══ QUOTED TEXT ══

Friday, October 02, 2009

Galois' Memoir: Lemma 3

The following is taken from the translation of Galois' Memoir by Harold M. Edwards found in his book Galois Theory. The proof itself is taken from Jean-Pierre Tignol's Galois' Theory of Algebraic Equations.

Lemma 3:

When a function V is chosen as satisfies Lemma 2 (see here), it will have the property that all the roots of the given equation can be expressed as rational functions of V.

That is:

Let P be a function of degree n with the roots: r1, ..., rn where each root is distinct.

Let V(r1, ..., rn) be the Galois resolvent where each distinct permutation has a distinct value.

Then for all roots ri ∈ F(V).


(1) Let V be a Galois Resolvent [see Definition 2, here]

(2) Let r1 be any root of an equation P

Since r1 is any root, the proof is done if we can show that ri ∈ F(V).

(3) Let:

g(x1, ..., xn) = ∏ (for each permutation σ) [V - f(x1, σ(x2), ..., σ(xn)) ] ∈ F(V)[x1, ..., xn]

where σ runs over all permutations of x2, ..., xn

(4) Since g is symmetric in x2, ..., xn, g can be written as a polynomial in x1 and the elementary polynomials s1, ..., sn-1. (see Lemma, here)

(5) Let:

g(x1, x2, ..., xn) = h(x1, ..., sn-1)

═══
══ DATASET EXCERPT ══

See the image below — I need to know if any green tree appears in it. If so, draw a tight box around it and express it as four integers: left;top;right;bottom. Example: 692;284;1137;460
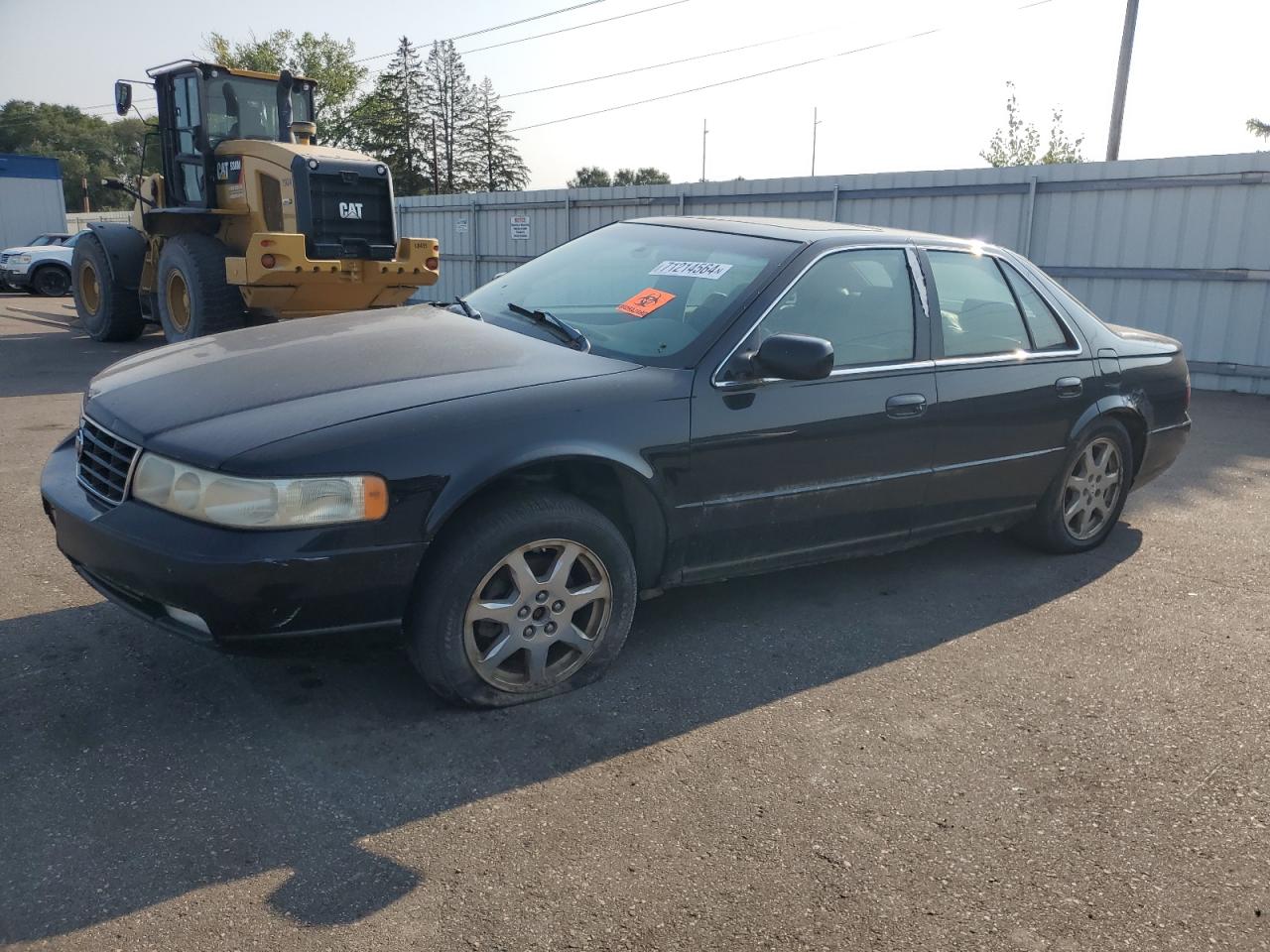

═══

PROBLEMS TO WORK ON:
- A) In the Lemma 3 post, which book is the proof taken from?
- B) Transcribe the passage of the Lemma 3 post between "Then for all" and "that ri ∈ F(V).", inclusive.

PER-TASK OUTPUTS:
- A) Jean-Pierre Tignol's Galois' Theory of Algebraic Equations.

- B)
Then for all roots ri ∈ F(V).


(1) Let V be a Galois Resolvent [see Definition 2, here]

(2) Let r1 be any root of an equation P

Since r1 is any root, the proof is done if we can show that ri ∈ F(V).